» Objective
Pull out every line in the listing below that contains the word "curtain", and copy each one in full.

## START Supplied material

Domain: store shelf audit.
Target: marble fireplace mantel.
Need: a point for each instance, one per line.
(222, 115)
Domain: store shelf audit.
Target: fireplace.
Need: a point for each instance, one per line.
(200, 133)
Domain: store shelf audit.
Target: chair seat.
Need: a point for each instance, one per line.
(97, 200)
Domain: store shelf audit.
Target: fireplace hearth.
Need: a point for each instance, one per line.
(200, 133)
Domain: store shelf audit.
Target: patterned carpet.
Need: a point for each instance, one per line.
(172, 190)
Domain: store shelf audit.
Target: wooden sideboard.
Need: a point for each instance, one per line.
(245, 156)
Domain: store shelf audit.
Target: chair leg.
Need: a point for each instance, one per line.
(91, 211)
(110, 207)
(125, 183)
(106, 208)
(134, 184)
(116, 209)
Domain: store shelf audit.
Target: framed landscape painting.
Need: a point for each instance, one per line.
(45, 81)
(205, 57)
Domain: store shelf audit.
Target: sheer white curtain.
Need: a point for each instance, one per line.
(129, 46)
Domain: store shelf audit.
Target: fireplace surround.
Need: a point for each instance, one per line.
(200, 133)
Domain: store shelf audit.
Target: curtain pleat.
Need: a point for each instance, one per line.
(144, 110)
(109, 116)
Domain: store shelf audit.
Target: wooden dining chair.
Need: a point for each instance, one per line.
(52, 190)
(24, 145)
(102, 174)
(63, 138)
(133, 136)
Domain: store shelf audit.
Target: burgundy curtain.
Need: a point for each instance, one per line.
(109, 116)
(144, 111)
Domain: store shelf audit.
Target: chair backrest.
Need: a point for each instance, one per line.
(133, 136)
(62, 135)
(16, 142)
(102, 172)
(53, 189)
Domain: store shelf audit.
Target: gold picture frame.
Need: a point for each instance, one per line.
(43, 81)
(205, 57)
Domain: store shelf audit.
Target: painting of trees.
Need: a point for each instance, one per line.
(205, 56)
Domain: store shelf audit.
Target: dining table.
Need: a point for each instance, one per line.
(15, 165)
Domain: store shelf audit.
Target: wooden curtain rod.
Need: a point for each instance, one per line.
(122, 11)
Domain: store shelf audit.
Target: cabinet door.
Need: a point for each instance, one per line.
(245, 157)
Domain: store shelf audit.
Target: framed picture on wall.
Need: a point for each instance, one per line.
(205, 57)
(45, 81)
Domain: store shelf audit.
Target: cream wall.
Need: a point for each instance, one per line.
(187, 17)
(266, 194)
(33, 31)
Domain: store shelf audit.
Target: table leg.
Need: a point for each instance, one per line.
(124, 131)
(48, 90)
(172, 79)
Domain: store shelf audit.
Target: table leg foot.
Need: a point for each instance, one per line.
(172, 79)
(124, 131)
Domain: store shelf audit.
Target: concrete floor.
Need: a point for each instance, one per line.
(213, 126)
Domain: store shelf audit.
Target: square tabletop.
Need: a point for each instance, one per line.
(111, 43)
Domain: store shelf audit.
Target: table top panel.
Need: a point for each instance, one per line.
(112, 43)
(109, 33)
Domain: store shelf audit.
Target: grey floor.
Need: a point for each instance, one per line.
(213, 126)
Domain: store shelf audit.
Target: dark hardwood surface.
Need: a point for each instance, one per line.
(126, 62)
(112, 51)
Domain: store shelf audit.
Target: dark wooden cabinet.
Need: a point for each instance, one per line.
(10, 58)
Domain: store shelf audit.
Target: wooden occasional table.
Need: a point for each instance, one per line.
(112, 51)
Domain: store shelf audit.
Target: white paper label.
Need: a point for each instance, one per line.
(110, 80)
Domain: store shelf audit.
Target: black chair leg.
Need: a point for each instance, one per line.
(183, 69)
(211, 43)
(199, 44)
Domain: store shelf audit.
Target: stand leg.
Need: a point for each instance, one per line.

## END Supplied material

» Solution to this exercise
Target: sheer white curtain.
Target: curtain pleat.
Target: burgundy curtain.
Target: wooden curtain rod.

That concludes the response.